**EXERCISE**
Read through the data below and state how many of its lines contain the word "sunlight", adding nothing.
-------- AVAILABLE DATA
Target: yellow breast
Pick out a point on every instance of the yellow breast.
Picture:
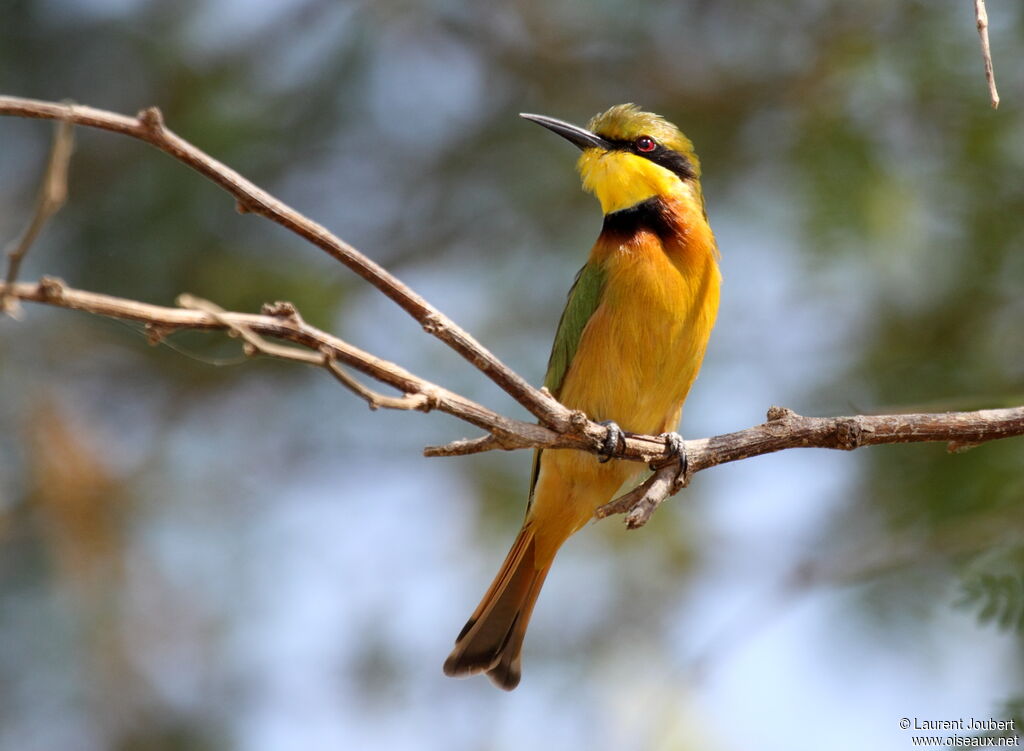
(643, 346)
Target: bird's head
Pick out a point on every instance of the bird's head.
(630, 156)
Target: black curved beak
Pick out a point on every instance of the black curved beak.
(581, 137)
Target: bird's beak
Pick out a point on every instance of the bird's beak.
(580, 137)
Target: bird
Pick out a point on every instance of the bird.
(628, 348)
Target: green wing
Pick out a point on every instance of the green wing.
(585, 296)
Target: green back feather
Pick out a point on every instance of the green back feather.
(585, 296)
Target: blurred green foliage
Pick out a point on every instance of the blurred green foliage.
(850, 144)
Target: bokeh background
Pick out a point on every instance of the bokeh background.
(199, 551)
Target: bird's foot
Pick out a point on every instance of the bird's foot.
(676, 448)
(614, 442)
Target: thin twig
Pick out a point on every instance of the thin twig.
(783, 429)
(282, 323)
(465, 447)
(148, 126)
(52, 194)
(256, 344)
(981, 18)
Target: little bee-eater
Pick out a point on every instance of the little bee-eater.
(628, 348)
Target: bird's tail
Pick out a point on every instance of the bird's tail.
(492, 639)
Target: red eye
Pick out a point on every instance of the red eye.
(645, 143)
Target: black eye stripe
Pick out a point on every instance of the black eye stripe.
(672, 161)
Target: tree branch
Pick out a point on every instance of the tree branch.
(784, 428)
(560, 428)
(148, 126)
(52, 194)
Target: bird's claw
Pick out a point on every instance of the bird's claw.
(614, 442)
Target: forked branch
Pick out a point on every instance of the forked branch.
(560, 427)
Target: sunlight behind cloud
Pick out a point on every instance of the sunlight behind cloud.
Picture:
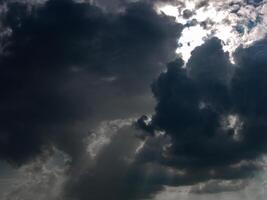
(234, 22)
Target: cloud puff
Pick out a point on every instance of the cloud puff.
(214, 112)
(63, 73)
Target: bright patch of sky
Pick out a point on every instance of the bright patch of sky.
(233, 21)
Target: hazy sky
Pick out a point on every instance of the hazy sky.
(133, 99)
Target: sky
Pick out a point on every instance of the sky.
(133, 99)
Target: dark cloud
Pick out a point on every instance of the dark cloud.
(68, 66)
(214, 112)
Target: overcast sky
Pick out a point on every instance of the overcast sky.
(133, 99)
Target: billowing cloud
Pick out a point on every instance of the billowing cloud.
(213, 111)
(62, 73)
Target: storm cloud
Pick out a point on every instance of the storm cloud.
(64, 60)
(214, 111)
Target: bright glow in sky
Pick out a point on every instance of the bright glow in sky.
(221, 19)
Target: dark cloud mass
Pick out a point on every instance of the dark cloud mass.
(68, 65)
(214, 111)
(74, 77)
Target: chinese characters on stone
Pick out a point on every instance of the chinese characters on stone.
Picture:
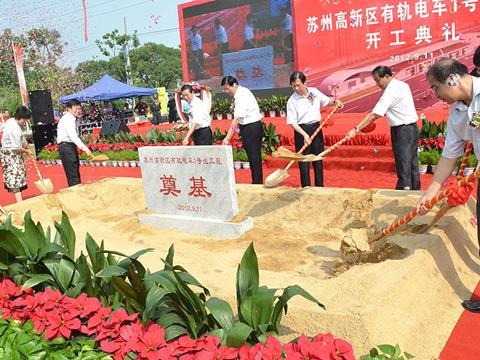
(198, 187)
(387, 13)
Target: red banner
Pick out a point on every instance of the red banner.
(339, 42)
(18, 55)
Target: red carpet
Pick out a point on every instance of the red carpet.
(463, 343)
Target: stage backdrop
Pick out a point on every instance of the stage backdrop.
(338, 42)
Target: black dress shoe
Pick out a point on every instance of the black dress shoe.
(472, 306)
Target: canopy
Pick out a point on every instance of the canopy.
(107, 88)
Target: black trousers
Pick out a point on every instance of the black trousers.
(316, 147)
(203, 136)
(252, 135)
(405, 147)
(478, 217)
(71, 164)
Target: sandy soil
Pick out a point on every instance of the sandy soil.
(411, 296)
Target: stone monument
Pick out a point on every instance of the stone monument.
(191, 189)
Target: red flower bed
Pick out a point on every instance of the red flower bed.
(432, 143)
(119, 333)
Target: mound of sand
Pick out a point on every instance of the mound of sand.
(410, 295)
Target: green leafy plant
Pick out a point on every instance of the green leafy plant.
(20, 341)
(424, 157)
(259, 308)
(270, 140)
(431, 129)
(472, 161)
(387, 352)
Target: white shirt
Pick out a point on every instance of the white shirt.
(459, 130)
(196, 42)
(221, 35)
(13, 137)
(199, 114)
(67, 131)
(246, 106)
(306, 109)
(287, 24)
(248, 32)
(397, 104)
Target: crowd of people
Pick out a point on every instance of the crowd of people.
(249, 31)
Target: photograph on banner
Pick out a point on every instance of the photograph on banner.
(251, 40)
(338, 44)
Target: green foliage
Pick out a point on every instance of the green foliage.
(432, 130)
(429, 157)
(259, 308)
(171, 297)
(387, 352)
(19, 341)
(270, 140)
(240, 155)
(10, 99)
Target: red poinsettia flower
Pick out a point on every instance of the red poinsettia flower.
(251, 353)
(151, 341)
(61, 325)
(272, 350)
(83, 306)
(94, 322)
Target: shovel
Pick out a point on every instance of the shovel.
(98, 158)
(279, 175)
(45, 186)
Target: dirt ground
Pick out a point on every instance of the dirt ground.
(410, 296)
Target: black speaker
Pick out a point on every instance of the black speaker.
(43, 135)
(113, 127)
(41, 106)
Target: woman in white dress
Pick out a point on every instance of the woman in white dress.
(14, 149)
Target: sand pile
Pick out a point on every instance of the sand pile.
(409, 295)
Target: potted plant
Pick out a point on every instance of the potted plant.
(435, 158)
(424, 159)
(243, 157)
(261, 106)
(237, 163)
(282, 105)
(471, 164)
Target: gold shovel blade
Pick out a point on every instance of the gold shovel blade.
(45, 186)
(275, 178)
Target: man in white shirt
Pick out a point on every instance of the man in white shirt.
(221, 36)
(303, 114)
(199, 119)
(247, 116)
(450, 81)
(197, 53)
(397, 105)
(248, 33)
(68, 140)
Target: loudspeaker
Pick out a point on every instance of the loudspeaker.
(43, 135)
(113, 127)
(41, 107)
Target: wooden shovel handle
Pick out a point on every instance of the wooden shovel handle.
(36, 168)
(322, 124)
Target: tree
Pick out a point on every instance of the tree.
(155, 65)
(92, 70)
(115, 46)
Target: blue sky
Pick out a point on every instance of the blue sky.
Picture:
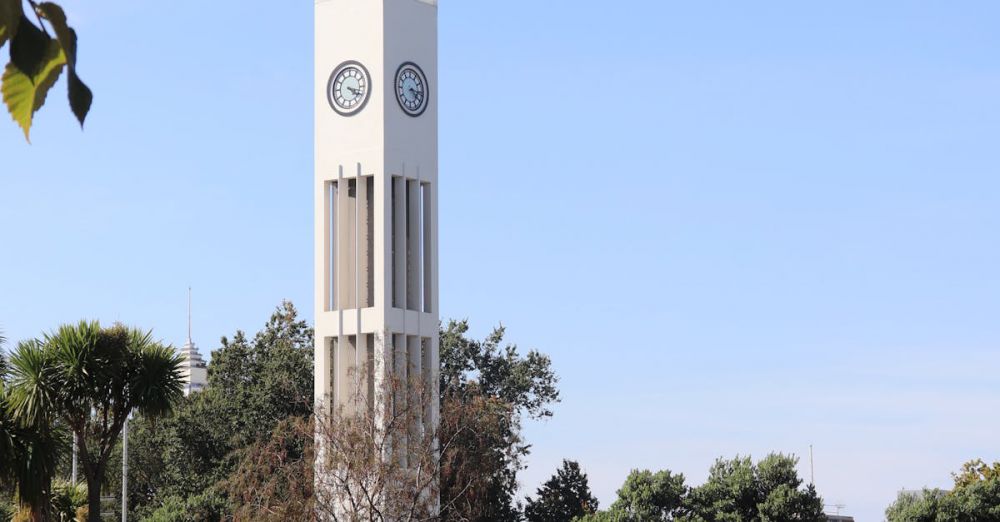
----------------
**WRITTEN RESPONSE**
2